Instructions for the task: Reproduce exactly the lines from the one containing "Target: wooden stool leg" through the end of the entries, including both. Drop the pictures.

Dataset rows on where objects appear:
══════════════════════════════

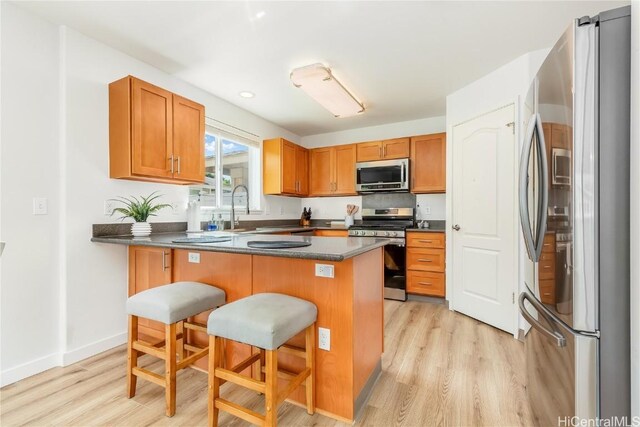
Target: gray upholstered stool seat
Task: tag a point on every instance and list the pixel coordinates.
(174, 302)
(262, 320)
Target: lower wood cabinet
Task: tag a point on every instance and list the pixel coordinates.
(426, 264)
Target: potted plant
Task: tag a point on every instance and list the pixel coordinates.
(140, 210)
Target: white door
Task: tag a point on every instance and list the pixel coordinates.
(484, 265)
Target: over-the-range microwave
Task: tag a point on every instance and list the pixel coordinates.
(382, 175)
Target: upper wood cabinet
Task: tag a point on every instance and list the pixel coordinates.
(284, 168)
(332, 171)
(428, 163)
(154, 135)
(397, 148)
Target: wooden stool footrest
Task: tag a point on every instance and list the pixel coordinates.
(147, 348)
(247, 382)
(240, 412)
(149, 376)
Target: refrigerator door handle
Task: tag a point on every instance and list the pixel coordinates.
(543, 170)
(554, 335)
(523, 192)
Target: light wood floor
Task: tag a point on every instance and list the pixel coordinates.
(439, 368)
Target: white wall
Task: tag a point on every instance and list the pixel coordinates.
(29, 274)
(635, 208)
(506, 85)
(67, 294)
(334, 207)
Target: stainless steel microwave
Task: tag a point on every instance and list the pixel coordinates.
(382, 175)
(561, 167)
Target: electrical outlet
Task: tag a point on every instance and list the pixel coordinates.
(109, 206)
(324, 339)
(40, 206)
(325, 270)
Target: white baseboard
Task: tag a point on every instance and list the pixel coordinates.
(92, 349)
(11, 375)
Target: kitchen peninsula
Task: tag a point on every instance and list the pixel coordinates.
(350, 304)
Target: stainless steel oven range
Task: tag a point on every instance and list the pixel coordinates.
(389, 224)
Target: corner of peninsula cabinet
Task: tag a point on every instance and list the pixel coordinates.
(350, 305)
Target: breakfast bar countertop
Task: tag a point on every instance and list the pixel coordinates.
(321, 248)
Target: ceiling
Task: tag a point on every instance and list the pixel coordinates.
(401, 59)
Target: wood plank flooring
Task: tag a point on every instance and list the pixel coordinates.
(439, 368)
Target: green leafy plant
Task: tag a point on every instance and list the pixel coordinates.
(139, 209)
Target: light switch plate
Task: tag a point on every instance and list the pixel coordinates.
(324, 339)
(325, 270)
(40, 206)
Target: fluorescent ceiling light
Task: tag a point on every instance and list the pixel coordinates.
(318, 82)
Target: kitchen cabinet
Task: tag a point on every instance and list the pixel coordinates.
(332, 171)
(397, 148)
(426, 263)
(428, 163)
(547, 270)
(148, 268)
(284, 168)
(154, 135)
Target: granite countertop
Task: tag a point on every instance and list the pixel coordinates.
(432, 229)
(322, 248)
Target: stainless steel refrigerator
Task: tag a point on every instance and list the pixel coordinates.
(574, 211)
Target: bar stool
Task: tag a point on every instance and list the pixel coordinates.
(265, 321)
(170, 304)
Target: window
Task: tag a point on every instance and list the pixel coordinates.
(230, 160)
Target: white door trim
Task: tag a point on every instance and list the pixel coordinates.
(516, 244)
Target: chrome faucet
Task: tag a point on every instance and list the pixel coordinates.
(233, 205)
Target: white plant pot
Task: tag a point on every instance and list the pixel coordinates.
(140, 229)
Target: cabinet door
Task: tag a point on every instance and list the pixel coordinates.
(289, 177)
(428, 163)
(368, 151)
(152, 119)
(188, 139)
(320, 176)
(344, 168)
(395, 148)
(149, 268)
(302, 170)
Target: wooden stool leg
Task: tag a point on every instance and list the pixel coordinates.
(310, 359)
(271, 392)
(132, 356)
(180, 342)
(215, 345)
(170, 369)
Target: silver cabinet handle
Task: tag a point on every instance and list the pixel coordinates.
(552, 335)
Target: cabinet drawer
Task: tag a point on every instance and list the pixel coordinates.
(548, 291)
(425, 240)
(547, 269)
(425, 259)
(549, 243)
(423, 283)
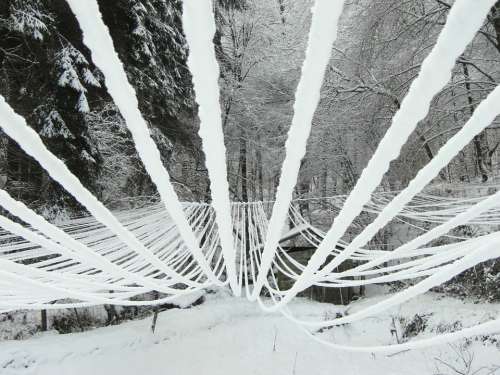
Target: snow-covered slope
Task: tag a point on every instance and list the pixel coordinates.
(232, 336)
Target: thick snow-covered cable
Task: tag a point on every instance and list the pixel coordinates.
(435, 73)
(322, 35)
(199, 28)
(97, 38)
(15, 127)
(484, 115)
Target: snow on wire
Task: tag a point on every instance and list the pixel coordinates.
(178, 248)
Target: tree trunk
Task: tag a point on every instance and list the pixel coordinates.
(480, 141)
(243, 169)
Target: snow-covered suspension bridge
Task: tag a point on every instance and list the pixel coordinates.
(177, 248)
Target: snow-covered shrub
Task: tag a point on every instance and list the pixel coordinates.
(28, 18)
(77, 321)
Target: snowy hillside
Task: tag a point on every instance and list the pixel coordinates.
(232, 336)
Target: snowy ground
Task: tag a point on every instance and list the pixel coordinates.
(231, 336)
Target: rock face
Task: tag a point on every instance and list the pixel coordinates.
(47, 75)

══════════════════════════════

Completed exercise:
Target: wooden stool leg
Task: tag a point on every instance and list the pixel coordinates.
(310, 359)
(271, 392)
(132, 356)
(180, 342)
(215, 345)
(170, 369)
Target: silver cabinet handle
Task: tag a point on every instance and list the pixel coordinates.
(552, 335)
Target: cabinet drawer
Task: tag a point on every instance and list the pixel coordinates.
(548, 291)
(425, 240)
(547, 269)
(425, 259)
(549, 243)
(423, 283)
Target: snow-covered slope
Task: tag a point on every instance and list the pixel coordinates.
(232, 336)
Target: thick snow-covered cable
Task: tag a point on every instance and list the pixel coordinates.
(435, 73)
(322, 35)
(199, 28)
(97, 38)
(15, 127)
(484, 115)
Target: snow on wire
Task: tag a point on every instance and list the pixel coordinates.
(178, 248)
Target: tree trunk
Task: tag a point on every instance and list the pixel coordinates.
(480, 141)
(243, 169)
Target: snow-covered suspension bridge
Task: tag a point on every instance and list the pixel coordinates.
(177, 248)
Target: snow-covered shrub
Task: tag a point on every instance and list the pixel coordinates.
(28, 18)
(77, 321)
Target: snowy hillside
Task: tag a point on every instance and list the pixel coordinates.
(232, 336)
Target: snowy ground
Task: tag a point on every instance and list the pixel coordinates.
(231, 336)
Target: rock face
Task: tag a point on every instance and list the pixel coordinates.
(47, 75)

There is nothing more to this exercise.